Excerpt from a dataset
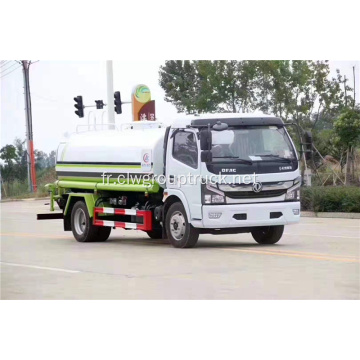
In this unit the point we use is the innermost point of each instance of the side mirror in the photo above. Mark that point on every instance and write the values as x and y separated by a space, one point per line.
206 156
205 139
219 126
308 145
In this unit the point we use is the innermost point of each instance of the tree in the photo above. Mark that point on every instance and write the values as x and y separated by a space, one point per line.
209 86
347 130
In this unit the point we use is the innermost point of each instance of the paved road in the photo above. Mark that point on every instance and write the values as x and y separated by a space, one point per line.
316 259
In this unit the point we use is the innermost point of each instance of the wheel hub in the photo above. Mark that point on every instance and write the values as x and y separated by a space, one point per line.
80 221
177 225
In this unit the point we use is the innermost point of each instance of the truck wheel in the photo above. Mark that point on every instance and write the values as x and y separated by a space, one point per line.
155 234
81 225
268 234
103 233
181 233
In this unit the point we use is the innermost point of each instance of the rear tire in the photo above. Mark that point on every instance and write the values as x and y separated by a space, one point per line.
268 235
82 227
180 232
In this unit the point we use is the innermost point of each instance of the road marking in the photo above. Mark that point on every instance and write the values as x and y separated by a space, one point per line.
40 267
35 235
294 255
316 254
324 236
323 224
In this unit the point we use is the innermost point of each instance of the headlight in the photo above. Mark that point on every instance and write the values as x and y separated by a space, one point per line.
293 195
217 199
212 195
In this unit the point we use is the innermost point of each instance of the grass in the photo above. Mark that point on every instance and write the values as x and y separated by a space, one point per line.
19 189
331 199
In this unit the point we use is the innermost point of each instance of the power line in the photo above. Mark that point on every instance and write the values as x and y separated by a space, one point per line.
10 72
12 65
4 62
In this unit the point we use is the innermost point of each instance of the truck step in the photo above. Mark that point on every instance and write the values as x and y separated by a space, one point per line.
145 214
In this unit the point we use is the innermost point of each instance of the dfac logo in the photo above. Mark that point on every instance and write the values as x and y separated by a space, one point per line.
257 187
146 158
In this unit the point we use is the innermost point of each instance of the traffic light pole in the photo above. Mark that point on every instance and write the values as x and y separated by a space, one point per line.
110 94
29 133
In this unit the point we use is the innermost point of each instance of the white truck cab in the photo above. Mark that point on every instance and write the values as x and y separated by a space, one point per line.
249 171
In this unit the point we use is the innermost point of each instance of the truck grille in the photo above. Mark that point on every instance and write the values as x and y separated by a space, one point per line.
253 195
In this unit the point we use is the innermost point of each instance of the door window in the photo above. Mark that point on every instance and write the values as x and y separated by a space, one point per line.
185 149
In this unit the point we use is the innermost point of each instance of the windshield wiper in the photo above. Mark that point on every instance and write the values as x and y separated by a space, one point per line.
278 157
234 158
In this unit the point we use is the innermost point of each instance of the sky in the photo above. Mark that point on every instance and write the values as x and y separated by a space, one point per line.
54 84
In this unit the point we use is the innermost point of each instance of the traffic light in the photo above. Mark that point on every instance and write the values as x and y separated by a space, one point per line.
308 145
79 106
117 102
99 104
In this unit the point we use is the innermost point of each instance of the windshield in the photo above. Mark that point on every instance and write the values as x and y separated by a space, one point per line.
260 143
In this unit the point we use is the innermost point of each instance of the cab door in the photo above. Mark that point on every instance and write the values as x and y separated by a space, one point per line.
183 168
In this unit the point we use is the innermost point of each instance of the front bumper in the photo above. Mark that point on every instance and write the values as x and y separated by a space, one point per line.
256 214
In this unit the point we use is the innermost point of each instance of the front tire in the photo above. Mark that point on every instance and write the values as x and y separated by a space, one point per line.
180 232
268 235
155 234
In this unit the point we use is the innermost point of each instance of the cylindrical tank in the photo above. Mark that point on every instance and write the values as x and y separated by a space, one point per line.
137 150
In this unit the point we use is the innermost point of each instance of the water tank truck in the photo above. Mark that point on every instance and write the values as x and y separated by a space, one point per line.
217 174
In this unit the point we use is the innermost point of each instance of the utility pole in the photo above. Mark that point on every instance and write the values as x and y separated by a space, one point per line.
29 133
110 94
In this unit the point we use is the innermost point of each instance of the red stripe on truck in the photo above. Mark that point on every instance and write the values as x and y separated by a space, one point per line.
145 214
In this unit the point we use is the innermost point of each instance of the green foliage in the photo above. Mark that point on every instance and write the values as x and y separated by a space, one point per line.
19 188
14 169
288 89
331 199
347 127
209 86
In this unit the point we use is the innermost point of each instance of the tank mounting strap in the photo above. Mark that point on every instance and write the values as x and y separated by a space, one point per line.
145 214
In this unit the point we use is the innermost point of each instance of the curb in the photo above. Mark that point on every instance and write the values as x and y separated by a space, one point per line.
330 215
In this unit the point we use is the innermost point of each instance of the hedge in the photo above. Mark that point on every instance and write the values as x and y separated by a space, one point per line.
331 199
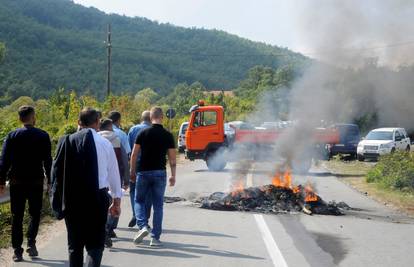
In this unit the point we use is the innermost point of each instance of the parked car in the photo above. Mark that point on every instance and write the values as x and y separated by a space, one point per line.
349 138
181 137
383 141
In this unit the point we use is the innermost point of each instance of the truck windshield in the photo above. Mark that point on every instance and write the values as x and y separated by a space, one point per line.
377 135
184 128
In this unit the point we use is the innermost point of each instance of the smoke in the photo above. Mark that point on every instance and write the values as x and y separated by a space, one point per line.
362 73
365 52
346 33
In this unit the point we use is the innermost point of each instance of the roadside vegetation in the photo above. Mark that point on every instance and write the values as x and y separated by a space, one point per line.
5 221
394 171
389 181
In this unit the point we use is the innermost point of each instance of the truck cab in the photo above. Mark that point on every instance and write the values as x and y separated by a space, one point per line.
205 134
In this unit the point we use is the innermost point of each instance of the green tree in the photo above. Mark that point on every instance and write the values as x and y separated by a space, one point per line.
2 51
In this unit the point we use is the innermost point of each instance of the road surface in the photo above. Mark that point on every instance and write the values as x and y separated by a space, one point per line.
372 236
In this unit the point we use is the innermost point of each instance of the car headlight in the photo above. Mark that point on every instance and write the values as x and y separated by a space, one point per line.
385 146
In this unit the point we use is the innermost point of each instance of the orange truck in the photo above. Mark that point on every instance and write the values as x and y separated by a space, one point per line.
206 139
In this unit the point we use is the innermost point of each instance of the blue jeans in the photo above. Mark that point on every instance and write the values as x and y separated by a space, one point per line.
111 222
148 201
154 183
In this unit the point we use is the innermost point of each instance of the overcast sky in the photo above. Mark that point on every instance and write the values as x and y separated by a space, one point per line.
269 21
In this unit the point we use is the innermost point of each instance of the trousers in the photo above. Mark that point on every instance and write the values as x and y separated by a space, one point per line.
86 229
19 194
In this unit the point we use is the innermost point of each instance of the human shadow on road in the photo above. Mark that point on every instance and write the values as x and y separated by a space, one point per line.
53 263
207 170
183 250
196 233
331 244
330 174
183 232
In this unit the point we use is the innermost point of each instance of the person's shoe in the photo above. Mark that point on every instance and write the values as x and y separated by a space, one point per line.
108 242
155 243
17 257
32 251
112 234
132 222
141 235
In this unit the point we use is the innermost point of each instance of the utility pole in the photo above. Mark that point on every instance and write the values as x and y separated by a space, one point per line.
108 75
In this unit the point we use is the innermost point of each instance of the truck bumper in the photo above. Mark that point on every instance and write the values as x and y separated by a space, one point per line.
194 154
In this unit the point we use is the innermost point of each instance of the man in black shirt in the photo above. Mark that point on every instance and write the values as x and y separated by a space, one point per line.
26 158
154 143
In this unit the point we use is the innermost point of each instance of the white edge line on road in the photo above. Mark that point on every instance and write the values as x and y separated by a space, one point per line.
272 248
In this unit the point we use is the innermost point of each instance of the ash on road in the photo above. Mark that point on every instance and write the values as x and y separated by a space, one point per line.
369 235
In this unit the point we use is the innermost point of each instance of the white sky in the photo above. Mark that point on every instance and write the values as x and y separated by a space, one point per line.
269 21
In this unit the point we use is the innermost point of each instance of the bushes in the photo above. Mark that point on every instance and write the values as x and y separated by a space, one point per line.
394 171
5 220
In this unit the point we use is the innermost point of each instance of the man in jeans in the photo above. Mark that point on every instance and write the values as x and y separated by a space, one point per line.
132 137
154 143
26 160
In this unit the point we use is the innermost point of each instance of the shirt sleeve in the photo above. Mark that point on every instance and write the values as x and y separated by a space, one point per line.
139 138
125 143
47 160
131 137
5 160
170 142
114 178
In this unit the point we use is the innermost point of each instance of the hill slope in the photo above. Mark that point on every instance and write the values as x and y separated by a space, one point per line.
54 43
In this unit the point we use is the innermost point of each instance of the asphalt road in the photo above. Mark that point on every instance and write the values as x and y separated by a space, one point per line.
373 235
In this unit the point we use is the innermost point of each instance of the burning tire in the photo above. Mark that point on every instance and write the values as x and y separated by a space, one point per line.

» AIM OF THE EXERCISE
Repeat, with no changes, each line from the one with "ash on road" to the end of the listing, including both ends and nothing else.

» REPLY TO THE TASK
In this unit the point we use is the innermost point of each instance of the ash on road in the photo above. Mark that point on every instance and write the values as x and y separated by a space, one point per line.
369 235
In this unit the point we use is the innermost point of each instance of the white sky in the photo above. Mark that point on every instance and write the values as x and y separated by a space, one point per line.
269 21
In this unit the point we use is the innermost point of each instance of the bushes in the photo above. Mark that point on every instance and write the values as x and y separated by a space, one point per line.
394 171
5 220
In this unit the point we use is the innermost point of each instance of the man in jeans in the photo above. Mark that point on every instance and write the values as x and y separated by a space, one point per line.
132 137
154 143
26 160
In this unit the point we use is the innermost point of each instance of the shirt sleeve in the photo above. Mark that point on every instance and write the values as x and y separated by a space, one point per line.
139 138
125 143
47 160
131 137
5 160
170 142
114 178
In this unit the point we use is the innermost point of each instance of the hill slope in the photo above. Mark that point on every instance and write the values as x and y separated by a space, one point per line.
54 43
In this unit the point we use is the innermost point of each instance of the asphalt road in the photo above. Mark that point on every instance and write the values as x and y separated by a space, one point per line.
373 235
In this unit the point we use is the innermost point of each instance of the burning tire in the photo above. Mark that point on every instance and write the values as x and y separated by a space, one point per line.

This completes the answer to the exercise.